• _TASK PROMPT_
The answer must consist of every record, printed exactly as it stands.

• _DATA_
----------

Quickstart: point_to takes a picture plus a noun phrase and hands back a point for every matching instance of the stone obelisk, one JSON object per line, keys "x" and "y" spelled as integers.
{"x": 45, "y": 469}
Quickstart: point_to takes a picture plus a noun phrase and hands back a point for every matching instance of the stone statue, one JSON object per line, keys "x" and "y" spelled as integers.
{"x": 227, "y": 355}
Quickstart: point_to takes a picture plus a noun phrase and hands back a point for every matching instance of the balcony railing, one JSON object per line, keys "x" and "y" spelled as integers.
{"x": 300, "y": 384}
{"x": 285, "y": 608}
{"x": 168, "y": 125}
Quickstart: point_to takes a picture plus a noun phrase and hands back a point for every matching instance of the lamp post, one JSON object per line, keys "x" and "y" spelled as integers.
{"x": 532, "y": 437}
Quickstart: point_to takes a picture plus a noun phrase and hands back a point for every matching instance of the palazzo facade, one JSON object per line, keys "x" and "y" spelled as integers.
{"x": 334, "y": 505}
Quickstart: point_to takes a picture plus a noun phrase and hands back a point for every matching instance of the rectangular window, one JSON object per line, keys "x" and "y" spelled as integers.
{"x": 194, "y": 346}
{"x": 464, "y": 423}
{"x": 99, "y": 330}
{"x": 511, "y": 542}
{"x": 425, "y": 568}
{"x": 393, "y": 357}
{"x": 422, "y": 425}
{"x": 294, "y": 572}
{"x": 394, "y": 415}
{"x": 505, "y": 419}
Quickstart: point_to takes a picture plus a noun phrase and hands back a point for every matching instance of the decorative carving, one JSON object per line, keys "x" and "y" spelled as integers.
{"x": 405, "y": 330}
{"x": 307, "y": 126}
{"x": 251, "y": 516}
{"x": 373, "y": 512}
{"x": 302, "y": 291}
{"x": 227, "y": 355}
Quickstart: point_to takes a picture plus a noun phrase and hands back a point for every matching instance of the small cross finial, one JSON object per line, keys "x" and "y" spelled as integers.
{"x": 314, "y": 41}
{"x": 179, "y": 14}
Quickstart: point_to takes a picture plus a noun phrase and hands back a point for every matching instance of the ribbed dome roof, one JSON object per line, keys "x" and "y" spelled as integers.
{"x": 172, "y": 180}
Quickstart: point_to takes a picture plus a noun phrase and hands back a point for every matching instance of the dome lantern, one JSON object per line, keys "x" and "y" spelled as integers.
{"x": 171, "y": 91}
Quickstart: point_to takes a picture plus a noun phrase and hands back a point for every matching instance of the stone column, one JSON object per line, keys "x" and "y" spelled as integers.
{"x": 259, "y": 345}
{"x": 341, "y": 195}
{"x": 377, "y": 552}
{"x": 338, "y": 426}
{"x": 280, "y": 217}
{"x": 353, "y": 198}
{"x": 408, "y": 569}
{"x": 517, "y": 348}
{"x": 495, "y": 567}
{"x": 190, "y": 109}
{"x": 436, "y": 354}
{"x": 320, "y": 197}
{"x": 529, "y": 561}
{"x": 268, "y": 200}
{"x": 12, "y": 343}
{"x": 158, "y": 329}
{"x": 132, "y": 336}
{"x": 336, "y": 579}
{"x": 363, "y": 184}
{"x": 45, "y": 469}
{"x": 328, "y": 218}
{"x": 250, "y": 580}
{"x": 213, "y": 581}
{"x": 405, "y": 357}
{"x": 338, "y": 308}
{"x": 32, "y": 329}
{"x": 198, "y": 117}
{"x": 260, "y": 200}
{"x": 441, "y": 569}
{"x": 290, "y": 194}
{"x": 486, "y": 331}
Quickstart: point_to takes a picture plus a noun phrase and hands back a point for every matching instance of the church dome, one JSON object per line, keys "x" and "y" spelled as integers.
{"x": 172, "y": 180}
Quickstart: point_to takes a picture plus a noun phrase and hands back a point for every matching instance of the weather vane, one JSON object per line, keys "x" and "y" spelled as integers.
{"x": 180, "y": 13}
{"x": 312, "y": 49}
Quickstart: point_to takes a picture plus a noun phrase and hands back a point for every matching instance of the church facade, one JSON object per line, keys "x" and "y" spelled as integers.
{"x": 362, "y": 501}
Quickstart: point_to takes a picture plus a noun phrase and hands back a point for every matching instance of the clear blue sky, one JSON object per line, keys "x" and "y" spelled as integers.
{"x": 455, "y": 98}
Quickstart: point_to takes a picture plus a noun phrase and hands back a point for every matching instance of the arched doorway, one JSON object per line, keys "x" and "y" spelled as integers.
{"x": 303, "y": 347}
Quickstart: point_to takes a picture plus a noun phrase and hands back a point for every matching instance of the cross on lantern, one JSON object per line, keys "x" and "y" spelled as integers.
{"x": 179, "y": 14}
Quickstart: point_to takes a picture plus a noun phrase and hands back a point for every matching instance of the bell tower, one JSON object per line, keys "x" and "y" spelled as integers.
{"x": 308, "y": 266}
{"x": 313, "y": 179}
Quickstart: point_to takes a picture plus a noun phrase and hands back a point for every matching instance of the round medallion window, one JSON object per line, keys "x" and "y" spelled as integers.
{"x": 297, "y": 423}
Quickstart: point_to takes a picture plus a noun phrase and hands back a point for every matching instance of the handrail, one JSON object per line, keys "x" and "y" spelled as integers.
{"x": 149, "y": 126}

----------

• _WRITTEN RESPONSE_
Quickstart: point_to takes a picture plus a noun phrase and hands back a point for every matching instance of the stone obelisk, one JSON object per line, keys "x" and "y" spelled as integers.
{"x": 45, "y": 469}
Quickstart: point_to takes a picture plus a noun phrase and hands back a point for every matching instance of the stone statue, one JSON object per line, keys "x" and "y" spelled as integers.
{"x": 227, "y": 355}
Quickstart: point_to takes a picture plus a noun phrase and hands back a point for every matching instance of the balcony railing, one JSON object per line, keys "x" and "y" spelled as integers.
{"x": 300, "y": 384}
{"x": 285, "y": 608}
{"x": 168, "y": 125}
Quickstart: point_to takes a picture plus a noun phrase and hands back a point for every matching instance of the lamp post, one JSON object per line, keys "x" and "y" spelled as integers.
{"x": 532, "y": 437}
Quickstart: point_to takes a picture plus a noun phrase and hands back a point for every matching instance of the palazzo facade, one JSON object per line, keys "x" and "y" spelled as integers.
{"x": 334, "y": 505}
Quickstart: point_to takes a picture plus a noun phrase and hands back a point for every matching instance of the rectangular window, one JSON object per line, keys "x" and "y" spelled as integers.
{"x": 194, "y": 346}
{"x": 464, "y": 423}
{"x": 99, "y": 330}
{"x": 511, "y": 542}
{"x": 425, "y": 568}
{"x": 393, "y": 357}
{"x": 422, "y": 425}
{"x": 294, "y": 572}
{"x": 394, "y": 415}
{"x": 505, "y": 419}
Quickstart: point_to takes a picture plus a noun phrase and hands back a point for every matching instance of the decorative carving, one JSON object per line, keys "x" and "y" spelled as integers.
{"x": 405, "y": 330}
{"x": 307, "y": 126}
{"x": 251, "y": 516}
{"x": 373, "y": 512}
{"x": 302, "y": 291}
{"x": 227, "y": 355}
Quickstart: point_to takes a picture plus a noun phrase and hands back a point for every matching instance of the small cross finial, one JSON object per line, keys "x" and "y" spelled as integers.
{"x": 314, "y": 41}
{"x": 179, "y": 14}
Quickstart: point_to takes a picture plus a noun phrase and hands back a point for every matching instance of the ribbed dome roof, one JSON object per line, keys "x" and "y" spelled as integers.
{"x": 172, "y": 180}
Quickstart: point_to takes a picture plus a noun phrase and hands back a point for every matching instance of the dome lantern, one JSON object per line, keys "x" and "y" spelled as integers.
{"x": 171, "y": 91}
Quickstart: point_to takes a picture plus a noun phrase and hands back a point for every matching instance of the stone column, one JSON object per line, keys "x" and "y" spelled as integers.
{"x": 259, "y": 345}
{"x": 341, "y": 195}
{"x": 377, "y": 552}
{"x": 338, "y": 426}
{"x": 280, "y": 217}
{"x": 353, "y": 198}
{"x": 408, "y": 569}
{"x": 517, "y": 348}
{"x": 495, "y": 567}
{"x": 190, "y": 109}
{"x": 436, "y": 354}
{"x": 320, "y": 197}
{"x": 529, "y": 561}
{"x": 268, "y": 200}
{"x": 12, "y": 343}
{"x": 158, "y": 329}
{"x": 132, "y": 336}
{"x": 336, "y": 579}
{"x": 363, "y": 184}
{"x": 45, "y": 469}
{"x": 328, "y": 218}
{"x": 250, "y": 580}
{"x": 213, "y": 581}
{"x": 405, "y": 357}
{"x": 338, "y": 308}
{"x": 32, "y": 329}
{"x": 198, "y": 117}
{"x": 260, "y": 200}
{"x": 441, "y": 569}
{"x": 290, "y": 194}
{"x": 486, "y": 331}
Quickstart: point_to takes a picture plus a noun phrase and hands back a point for every matching instance of the church dome, one JSON object per line, keys "x" and "y" spelled as integers.
{"x": 172, "y": 180}
Quickstart: point_to takes a picture plus a noun phrase and hands back a point for every matching instance of the weather vane, one JSON object per line, keys "x" and "y" spelled as integers.
{"x": 180, "y": 13}
{"x": 312, "y": 49}
Quickstart: point_to takes a picture plus a noun phrase and hands back a point for every matching instance of the church facade, one JSON object per line, keys "x" and "y" spelled as integers.
{"x": 362, "y": 501}
Quickstart: point_to takes a picture plus a noun phrase and hands back a point for every matching instance of the clear blue sky, one JSON object per line, keys "x" and "y" spelled as integers.
{"x": 455, "y": 98}
Quickstart: point_to takes a picture plus a noun phrase and hands back a point for every matching instance of the arched doorway, one JSON object per line, keys "x" and "y" spelled as integers.
{"x": 303, "y": 347}
Quickstart: point_to takes a picture plus a noun phrase and hands back a point for every matching instance of the cross on lantern, one JSON object per line, keys "x" and "y" spelled as integers.
{"x": 179, "y": 14}
Quickstart: point_to takes a picture plus a noun phrase and hands back a point for every matching instance of the bell tower, one JSON object per line, keys "x" and "y" spelled as integers.
{"x": 308, "y": 266}
{"x": 313, "y": 179}
Quickstart: point_to takes a picture plus a noun phrase and hands back a point for every matching instance of the round medallion window, one JSON object per line, keys "x" and "y" spelled as integers.
{"x": 297, "y": 423}
Quickstart: point_to takes a picture plus a noun phrase and hands back a point for every matching instance of the handrail, one JSON object per line, keys "x" and "y" spelled as integers.
{"x": 149, "y": 126}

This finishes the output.